■ EXCERPT PROVIDED:
##########
The Pope’s Latin American Coup

By Joseph D'Hippolito Published on July 6, 2023

In a recent four-week period, three events showed how Pope Francis holds no respect for Christian doctrine, faith or practice. Even worse, these events reflect the pope’s desire to redefine the Catholic Church in his own image.

First, Francis showed that he rejects Jesus’ command to “make disciples of all nations.” Next, the pope celebrated an artist who created a shockingly blasphemous work. Finally, Francis cracked down on an American bishop who resists LGBTQ activism.

Converts? We Don’t Need No Stinking…

On May 29, during an audience with members of the Barnabite order and its lay supporters, the pope demonstrated his contempt for evangelization by telling a brief story from his days in Argentina. In that story, the future pope met and talked with a wealthy woman who bragged to him about converting two children.

“‘Father, I am happy because I have converted these two,’ ” Francis said. “I was angry, you know, and I said, ‘You haven’t converted anyone, you lack respect for these people: You have not accompanied them, you have proselytized, and this is not evangelizing.’

“She was proud to have converted! Be careful to distinguish apostolic action from proselytism: We do not proselytize. The Lord never proselytized.” (Emphasis in original)

Well, if “the Lord never proselytized,” then how does Francis explain the following?
##########
■ WHAT TO DO:
(A) Answer these questions about the article on Pope Francis:
(i) On what date was the article published?
(ii) On what date did the pope hold the audience with members of the Barnabite order?
(iii) In what country did the pope's story about the wealthy woman take place?
(B) Rename "Argentina" as "Buenos Aires" in the part of the article on Pope Francis running from "Converts? We Don’t" up to and including "converting two children.", and give that part with the change.
(C) Go on with the article on Pope Francis from the point where it stops.
The data that follow come from a different source than the article.

■ MATERIAL PROVIDED:
##########
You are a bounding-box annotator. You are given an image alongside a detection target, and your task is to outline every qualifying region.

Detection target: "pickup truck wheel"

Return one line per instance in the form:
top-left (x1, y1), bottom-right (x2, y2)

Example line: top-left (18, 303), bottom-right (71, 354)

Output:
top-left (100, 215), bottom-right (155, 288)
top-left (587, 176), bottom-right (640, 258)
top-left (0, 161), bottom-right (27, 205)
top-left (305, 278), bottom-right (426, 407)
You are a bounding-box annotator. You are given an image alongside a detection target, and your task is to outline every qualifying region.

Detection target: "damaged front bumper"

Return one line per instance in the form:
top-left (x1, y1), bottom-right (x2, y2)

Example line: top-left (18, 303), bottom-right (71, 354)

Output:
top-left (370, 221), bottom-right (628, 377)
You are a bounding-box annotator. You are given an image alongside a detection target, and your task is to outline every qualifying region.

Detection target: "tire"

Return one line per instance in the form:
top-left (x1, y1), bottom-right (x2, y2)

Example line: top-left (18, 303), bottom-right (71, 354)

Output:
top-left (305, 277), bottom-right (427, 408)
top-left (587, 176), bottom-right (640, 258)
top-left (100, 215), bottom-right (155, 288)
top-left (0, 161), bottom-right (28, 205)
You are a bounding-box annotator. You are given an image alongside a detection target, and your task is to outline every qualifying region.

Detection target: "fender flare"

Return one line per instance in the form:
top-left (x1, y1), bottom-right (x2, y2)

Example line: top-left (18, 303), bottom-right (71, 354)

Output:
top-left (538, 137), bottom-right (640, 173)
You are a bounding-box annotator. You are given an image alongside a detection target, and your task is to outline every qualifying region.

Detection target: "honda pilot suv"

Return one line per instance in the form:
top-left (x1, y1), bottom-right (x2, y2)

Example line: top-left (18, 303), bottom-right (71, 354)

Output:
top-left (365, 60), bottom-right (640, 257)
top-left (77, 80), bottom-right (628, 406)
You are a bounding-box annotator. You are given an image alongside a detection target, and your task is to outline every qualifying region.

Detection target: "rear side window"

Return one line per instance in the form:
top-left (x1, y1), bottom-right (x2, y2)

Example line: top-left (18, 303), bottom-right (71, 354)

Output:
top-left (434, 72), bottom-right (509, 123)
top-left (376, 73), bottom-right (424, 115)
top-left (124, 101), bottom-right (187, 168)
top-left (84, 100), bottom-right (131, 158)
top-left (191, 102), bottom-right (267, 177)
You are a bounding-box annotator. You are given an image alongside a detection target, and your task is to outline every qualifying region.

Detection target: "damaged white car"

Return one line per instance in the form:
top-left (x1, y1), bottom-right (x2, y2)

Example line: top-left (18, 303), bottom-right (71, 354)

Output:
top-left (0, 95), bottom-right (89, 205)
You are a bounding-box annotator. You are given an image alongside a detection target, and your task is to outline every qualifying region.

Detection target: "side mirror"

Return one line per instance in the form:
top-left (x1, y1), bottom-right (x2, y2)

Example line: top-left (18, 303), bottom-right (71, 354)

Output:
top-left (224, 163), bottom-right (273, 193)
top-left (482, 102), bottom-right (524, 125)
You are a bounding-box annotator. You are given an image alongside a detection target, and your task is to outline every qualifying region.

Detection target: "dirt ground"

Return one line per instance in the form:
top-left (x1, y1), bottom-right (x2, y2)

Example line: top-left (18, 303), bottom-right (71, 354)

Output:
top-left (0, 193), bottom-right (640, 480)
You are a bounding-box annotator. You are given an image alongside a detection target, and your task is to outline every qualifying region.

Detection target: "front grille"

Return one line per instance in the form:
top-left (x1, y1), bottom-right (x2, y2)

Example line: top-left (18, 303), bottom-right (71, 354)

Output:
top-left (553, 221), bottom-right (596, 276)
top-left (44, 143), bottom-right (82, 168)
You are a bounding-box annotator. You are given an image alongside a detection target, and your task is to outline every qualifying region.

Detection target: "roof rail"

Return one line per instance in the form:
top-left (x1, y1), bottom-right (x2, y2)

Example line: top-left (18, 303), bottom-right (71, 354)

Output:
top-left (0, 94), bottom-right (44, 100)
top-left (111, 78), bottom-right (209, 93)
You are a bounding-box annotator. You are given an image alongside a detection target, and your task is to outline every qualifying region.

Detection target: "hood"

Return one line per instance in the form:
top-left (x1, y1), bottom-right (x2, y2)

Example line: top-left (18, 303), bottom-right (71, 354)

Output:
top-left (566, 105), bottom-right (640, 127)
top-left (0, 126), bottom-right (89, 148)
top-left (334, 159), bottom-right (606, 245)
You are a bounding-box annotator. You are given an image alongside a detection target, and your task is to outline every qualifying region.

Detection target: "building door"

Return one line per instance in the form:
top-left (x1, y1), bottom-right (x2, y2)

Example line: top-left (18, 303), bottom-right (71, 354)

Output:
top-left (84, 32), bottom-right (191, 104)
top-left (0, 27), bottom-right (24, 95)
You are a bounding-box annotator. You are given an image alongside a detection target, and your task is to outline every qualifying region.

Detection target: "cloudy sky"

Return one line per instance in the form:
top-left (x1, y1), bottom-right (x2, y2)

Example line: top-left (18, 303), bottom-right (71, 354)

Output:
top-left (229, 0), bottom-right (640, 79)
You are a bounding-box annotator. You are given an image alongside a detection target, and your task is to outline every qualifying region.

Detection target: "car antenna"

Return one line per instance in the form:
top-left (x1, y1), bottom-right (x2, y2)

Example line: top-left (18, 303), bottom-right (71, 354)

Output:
##########
■ TASK ANSWERS:
(A)
(i) July 6, 2023
(ii) May 29
(iii) Argentina

(B)
Converts? We Don’t Need No Stinking…

On May 29, during an audience with members of the Barnabite order and its lay supporters, the pope demonstrated his contempt for evangelization by telling a brief story from his days in Buenos Aires. In that story, the future pope met and talked with a wealthy woman who bragged to him about converting two children.

(C)
All authority in Heaven and on Earth has been given to me. Therefore, go and make disciples of all nations, baptizing them in the name of the Father and of the Son and of the Holy Spirit, and teaching them to obey everything I have commanded you. (Matthew 28:18-20)

If “the Lord never proselytized,” then why did John describe Jesus referring to himself as “the way, the truth and the life,” and as the only way to God? (John 14:6)

If “the Lord never proselytized,” then why did the Catholic Church spend untold time and treasure throughout the centuries to found schools, universities and teaching orders? Why did it engage in missionary activity in the first place?

Francis tried to cover himself with this comment: “Our missionary proclamation is not proselytism — I stress this strongly — but rather the sharing of a personal encounter — if you want, the Lord is like this, this is life, but not proselytism — that has changed our life! Without this, we have nothing to proclaim, nor do we have a goal to walk towards together.”

But what’s the point of sharing such a personal encounter if it doesn’t lead to repentance and recognition of Jesus as savior? And what’s the point of repentance without conversion? 

Dumping on Jesus?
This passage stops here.